What is required: List each line in the records below that contains the string "Format", matching uppercase and lowercase letters as given.

Record list:
>> START
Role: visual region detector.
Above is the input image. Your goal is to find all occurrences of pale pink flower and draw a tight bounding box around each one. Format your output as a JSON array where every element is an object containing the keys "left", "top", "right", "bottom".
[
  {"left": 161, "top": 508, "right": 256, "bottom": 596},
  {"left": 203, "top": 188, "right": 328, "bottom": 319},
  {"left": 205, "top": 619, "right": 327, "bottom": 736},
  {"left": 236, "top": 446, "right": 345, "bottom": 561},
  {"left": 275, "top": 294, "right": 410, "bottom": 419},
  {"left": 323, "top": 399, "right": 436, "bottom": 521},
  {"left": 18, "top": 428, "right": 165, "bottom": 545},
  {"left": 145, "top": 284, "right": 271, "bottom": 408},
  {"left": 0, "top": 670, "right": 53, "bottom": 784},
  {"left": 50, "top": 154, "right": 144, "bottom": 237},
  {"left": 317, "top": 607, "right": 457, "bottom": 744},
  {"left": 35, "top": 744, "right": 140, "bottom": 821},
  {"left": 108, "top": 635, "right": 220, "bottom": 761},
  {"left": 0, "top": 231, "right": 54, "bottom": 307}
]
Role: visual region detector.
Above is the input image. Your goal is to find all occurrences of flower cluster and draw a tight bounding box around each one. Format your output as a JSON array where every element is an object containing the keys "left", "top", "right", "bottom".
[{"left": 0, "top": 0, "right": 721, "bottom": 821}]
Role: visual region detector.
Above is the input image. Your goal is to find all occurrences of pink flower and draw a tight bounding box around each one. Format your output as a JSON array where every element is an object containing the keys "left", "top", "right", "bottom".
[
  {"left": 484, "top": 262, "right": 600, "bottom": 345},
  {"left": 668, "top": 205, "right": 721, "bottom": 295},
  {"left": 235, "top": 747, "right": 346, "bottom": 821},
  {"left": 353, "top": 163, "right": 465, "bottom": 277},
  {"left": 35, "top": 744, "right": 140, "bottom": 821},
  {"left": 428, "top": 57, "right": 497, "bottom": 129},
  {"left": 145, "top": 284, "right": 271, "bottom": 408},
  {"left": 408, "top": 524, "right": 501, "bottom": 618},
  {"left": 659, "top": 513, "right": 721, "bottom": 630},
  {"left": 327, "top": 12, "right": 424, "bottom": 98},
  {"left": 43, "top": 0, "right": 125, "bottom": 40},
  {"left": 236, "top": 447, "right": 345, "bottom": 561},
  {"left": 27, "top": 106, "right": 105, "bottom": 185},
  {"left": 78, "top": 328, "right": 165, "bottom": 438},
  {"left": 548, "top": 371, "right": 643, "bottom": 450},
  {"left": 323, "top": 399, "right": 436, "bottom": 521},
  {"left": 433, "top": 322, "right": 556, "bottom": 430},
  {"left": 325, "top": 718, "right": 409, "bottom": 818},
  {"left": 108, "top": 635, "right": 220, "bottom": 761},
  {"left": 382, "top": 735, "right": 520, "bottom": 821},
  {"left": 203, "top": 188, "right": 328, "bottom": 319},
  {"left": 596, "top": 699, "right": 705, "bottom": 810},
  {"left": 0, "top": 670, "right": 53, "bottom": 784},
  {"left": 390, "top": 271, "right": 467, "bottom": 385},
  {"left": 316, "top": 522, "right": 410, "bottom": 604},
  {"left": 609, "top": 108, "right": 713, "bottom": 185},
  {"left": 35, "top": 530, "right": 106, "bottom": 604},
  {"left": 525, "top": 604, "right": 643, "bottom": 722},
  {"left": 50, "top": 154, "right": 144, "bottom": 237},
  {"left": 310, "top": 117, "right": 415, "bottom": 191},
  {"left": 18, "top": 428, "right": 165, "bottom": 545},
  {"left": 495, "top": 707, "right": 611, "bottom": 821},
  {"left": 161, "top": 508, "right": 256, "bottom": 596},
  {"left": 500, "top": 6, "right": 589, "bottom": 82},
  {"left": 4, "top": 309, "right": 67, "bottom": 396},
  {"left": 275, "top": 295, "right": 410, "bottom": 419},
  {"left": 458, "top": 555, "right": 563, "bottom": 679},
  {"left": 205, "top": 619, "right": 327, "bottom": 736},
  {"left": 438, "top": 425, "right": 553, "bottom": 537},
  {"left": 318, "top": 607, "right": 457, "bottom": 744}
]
>> END
Output of the exercise:
Above is the input image. Your goal is to find all occurrences of pale pink flower and draw a tight bounding box around each one. Format your output as a JSON array where every element is an object containing the keys "left", "top", "right", "bottom".
Above is the input image. Your goal is to find all occurrences of flower cluster and draw a tight bounding box around each one. Format your output as a JSON array where every element is an object containing the keys "left", "top", "right", "bottom".
Above is the input image. Your goal is to find all occurrences of pink flower and draw a tight bounding box around each one. Format your output as a JSON array where every element is an object containing the keys "left", "top", "right", "bottom".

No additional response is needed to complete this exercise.